## GOAL
Write what comes next in the notebook excerpt below on forecasting a single-variable stream, starting right after its last line of code.

-- START OF DOCUMENT SEGMENT --

For each of the following activities, run the cell, describe what you observe, and then describe a takeaway or possible remedy to any challenges you observe.

In this intro colab, we are considering the univariate (single variable) case. Here, we are trying to forecast future values of a stream given past values.

Here's a statistical treatment:

**Data Stream**: $x_{0:T-1}$, an array with data for the last T timesteps


**Oracle Forecast**: $\tilde{x}_{T:T+horizon}$ where horizon is how many future steps taken.

**Our Forecast**: $\hat{x}_{T:T+horizon}$ where horizon is how many future steps taken.

**Evaluation Metric**: $\sum_{i \in T}^{T+horizon} |\tilde{x}(i) - \hat{x}(i)| $

In [74]:
#Activity 2: Introduction to simple forecaster & statistical terms

def plot_forecasts(T = 100, horizon=10, aggregation=1):
  orig_data = pd.Series([math.sin(t/10) for t in range(T)])
  x_T = orig_data.groupby(orig_data.index//aggregation).sum()
  orig_oracle = pd.Series([math.sin(t/10) for t in range(T, T+horizon)])
  x_horiz = orig_oracle.groupby(orig_oracle.index//aggregation).sum()
  x_tilde = x_horiz #perfect oracle
  orig_forecast = pd.Series([math.sin((t-1)/10) for t in range(T, T+horizon)]) #using previous prediction for current step
  x_hat = orig_forecast.groupby(orig_forecast.index//aggregation).sum()
  orig_horizon = pd.Series([math.sin((T-1)/10)] * (horizon))

-- END OF DOCUMENT SEGMENT --
-- START OF SUPPLIED MATERIAL --

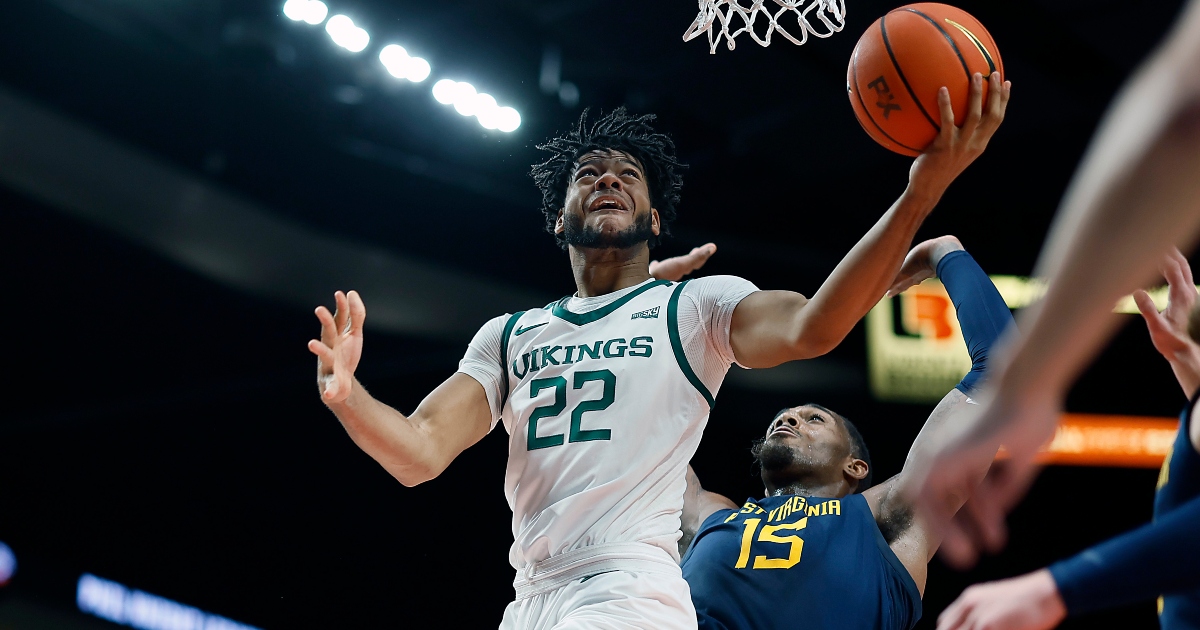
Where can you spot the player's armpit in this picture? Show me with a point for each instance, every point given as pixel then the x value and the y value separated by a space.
pixel 769 328
pixel 697 505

-- END OF SUPPLIED MATERIAL --

## SOLVED EXERCISE
  x_hat_horizon = orig_horizon.groupby(orig_horizon.index//aggregation).sum()
  fig  = go.Figure()
  fig.add_trace(go.Scatter(x = list(range(0, T+1, aggregation)), y=x_T, name='history', marker_color = 'black'))
  fig.add_trace(go.Scatter(x = list(range(int(T), T+horizon, aggregation)), y=x_horiz, name='oracle', marker_color = 'red'))
  fig.add_trace(go.Scatter(x = list(range(int(T), T+horizon, aggregation)), y=x_hat, name='simple forecast (updated)', marker_color = 'purple'))
  fig.add_trace(go.Scatter(x = list(range(int(T), T+horizon, aggregation)), y=x_hat_horizon, name='simple forecast (one-shot)', marker_color = 'mediumpurple'))

  fig.update_layout(title='Data Stream', xaxis_title = 'Time', yaxis_title='Value').show(renderer='colab')

  print(f"Error Updated {sum([abs(x-y) for x, y in zip(x_hat, x_tilde)])}")
  print(f"Error One Shot {sum([abs(x-y) for x, y in zip(x_hat_horizon, x_tilde)])}")


plot_forecasts()

Error Updated 0.5379003595310561
Error One Shot 3.6245984696993503


In [78]:
#Activity 3: Impact of data aggregation across two types of models

#Aggregation is combining timesteps - here we use frequency as a proxy for aggregation.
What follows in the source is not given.